Page →
##############################

Filter step: We find that, in the filter step of the proposed algorithm, the method proposed by [2, 3, 7, 8, 11,12,13,14, 21,22,23] gives the possibility to select the candidate’s recommendation queries. Besides, for computing the candidate’s recommendations the methods proposed by [14, 21,22,23] apply the maximum entropy theory; also the methods proposed by [7, 8, 10, 11] use a graphic model; as well the methods proposed by [3, 18,19,20] apply the Markov model and the methods proposed by [2, 12,13,14] apply distance model.

Guiding step: The guiding step was applied in the methods proposed by [11,12,13, 18,19,20].

Intension and extension approach: We also find that the methods proposed by [2, 3, 7, 8, 11,12,13,14, 18,19,20] applied to queries; only the method proposed by [10, 14, 21,22,23] applied to the results obtained after launching a query.

Manipulation language: We find that the methods proposed by [3, 10, 11, 14, 18,19,20,21,22,23] used the SQL language, the methods proposed by [3, 7, 8, 10,11,12,13,14] used the MDX language and the methods proposed by [2, 12, 13] used the MDX language with Spatial functions. Table 1 reports a comparison of the above approaches according to the presented criteria.

Table 1. Comparative studies between the different approaches.

5 Conclusion

In this paper, we have done an overview of the developed and suggested query recommendation approaches. Each approach is presented and discussed, then, a comparative study between the different proposed works is presented in order to compare and evaluate them in terms of some criteria.The relative novelty of the domain leaves many challenges, opportunities and extended studies open for future work, which we addressed most of them in our deduced research gaps. The proposed work allows us to have a overall vision on the different proposals and takes advantage of the studied contributions in an optimized way in order to introduce our future work which is the proposal of a new approach on a trajectory query recommendation to describe the object movement in space over the time.

##############################

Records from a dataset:
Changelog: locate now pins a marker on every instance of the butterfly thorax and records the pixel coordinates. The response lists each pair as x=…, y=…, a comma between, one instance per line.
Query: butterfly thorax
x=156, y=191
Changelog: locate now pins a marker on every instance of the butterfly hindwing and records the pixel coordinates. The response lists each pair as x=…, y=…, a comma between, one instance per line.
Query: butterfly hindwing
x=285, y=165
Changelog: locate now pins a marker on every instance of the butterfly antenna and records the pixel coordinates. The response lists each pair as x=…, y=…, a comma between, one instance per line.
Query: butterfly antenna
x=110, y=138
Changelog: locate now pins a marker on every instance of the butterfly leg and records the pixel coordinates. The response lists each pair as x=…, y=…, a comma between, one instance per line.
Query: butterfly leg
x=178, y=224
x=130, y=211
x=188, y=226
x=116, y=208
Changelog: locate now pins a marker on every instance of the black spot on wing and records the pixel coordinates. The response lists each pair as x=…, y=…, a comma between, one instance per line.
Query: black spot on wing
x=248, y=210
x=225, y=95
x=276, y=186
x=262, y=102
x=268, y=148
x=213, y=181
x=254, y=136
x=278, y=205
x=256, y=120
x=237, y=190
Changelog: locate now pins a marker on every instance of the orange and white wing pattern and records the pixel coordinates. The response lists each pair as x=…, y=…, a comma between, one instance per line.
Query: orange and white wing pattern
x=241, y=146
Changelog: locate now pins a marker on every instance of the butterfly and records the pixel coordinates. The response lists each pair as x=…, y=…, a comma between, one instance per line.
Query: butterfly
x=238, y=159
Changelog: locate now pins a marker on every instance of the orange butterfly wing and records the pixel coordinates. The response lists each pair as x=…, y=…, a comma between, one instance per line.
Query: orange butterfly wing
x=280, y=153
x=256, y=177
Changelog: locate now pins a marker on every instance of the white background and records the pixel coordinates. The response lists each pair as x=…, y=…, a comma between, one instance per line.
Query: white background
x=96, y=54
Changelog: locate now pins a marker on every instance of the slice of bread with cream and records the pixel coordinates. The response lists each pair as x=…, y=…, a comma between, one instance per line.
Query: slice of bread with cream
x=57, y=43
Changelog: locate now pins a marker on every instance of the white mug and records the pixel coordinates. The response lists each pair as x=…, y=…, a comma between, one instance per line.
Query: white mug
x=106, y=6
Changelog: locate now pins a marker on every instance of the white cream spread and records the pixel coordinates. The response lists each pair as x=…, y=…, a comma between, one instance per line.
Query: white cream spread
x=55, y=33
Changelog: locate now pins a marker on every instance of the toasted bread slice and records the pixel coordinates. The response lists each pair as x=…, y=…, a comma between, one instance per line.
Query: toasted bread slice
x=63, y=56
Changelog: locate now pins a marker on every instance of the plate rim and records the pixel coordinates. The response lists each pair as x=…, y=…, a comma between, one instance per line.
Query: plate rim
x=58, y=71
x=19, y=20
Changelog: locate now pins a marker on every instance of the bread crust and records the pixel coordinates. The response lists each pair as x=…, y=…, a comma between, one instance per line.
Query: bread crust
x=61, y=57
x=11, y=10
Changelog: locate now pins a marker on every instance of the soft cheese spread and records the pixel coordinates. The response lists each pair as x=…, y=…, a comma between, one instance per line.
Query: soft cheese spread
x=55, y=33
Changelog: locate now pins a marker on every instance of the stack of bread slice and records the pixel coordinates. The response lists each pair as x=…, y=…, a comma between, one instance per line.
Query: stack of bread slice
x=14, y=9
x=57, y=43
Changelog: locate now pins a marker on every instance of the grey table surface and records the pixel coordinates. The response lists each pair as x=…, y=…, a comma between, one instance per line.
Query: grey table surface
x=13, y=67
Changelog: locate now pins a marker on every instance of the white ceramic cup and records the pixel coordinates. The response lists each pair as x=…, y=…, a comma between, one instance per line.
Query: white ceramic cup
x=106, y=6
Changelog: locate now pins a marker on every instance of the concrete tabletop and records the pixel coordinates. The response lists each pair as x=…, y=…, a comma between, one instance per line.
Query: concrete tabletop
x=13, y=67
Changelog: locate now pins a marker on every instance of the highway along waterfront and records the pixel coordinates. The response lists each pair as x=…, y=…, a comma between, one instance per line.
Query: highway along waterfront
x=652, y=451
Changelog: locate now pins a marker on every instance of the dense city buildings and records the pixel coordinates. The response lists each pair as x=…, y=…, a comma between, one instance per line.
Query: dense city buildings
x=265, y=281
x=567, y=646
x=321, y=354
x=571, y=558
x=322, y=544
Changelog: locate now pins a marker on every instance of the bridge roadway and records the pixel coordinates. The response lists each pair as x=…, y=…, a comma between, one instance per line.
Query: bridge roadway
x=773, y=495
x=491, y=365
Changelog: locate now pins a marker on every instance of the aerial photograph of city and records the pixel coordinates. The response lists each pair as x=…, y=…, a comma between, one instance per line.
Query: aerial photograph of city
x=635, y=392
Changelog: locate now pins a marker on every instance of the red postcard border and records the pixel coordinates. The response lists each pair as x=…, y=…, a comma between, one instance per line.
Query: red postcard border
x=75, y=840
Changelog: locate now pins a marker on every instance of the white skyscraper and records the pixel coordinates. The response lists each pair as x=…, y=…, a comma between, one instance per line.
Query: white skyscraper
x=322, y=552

##############################

Brief 1 → Can you rewrite the paragraph of the query recommendation survey that begins "Manipulation language:" as a short list, keeping its main facts?
Brief 2 → Could you format the dataset entries between the lines holding "the orange and" and "x=241, y=146", inclusive, as a Markdown table with the columns Num and Content, giving each line a row number and leaving out blank lines?

Full output 1 →
- SQL language: methods proposed by [3, 10, 11, 14, 18,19,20,21,22,23]
- MDX language: methods proposed by [3, 7, 8, 10,11,12,13,14]
- MDX language with Spatial functions: methods proposed by [2, 12, 13]
- Table 1 compares these approaches according to the presented criteria.

Full output 2 →
| Num | Content |
|---|---|
| 1 | Changelog: locate now pins a marker on every instance of the orange and white wing pattern and records the pixel coordinates. The response lists each pair as x=…, y=…, a comma between, one instance per line. |
| 2 | Query: orange and white wing pattern |
| 3 | x=241, y=146 |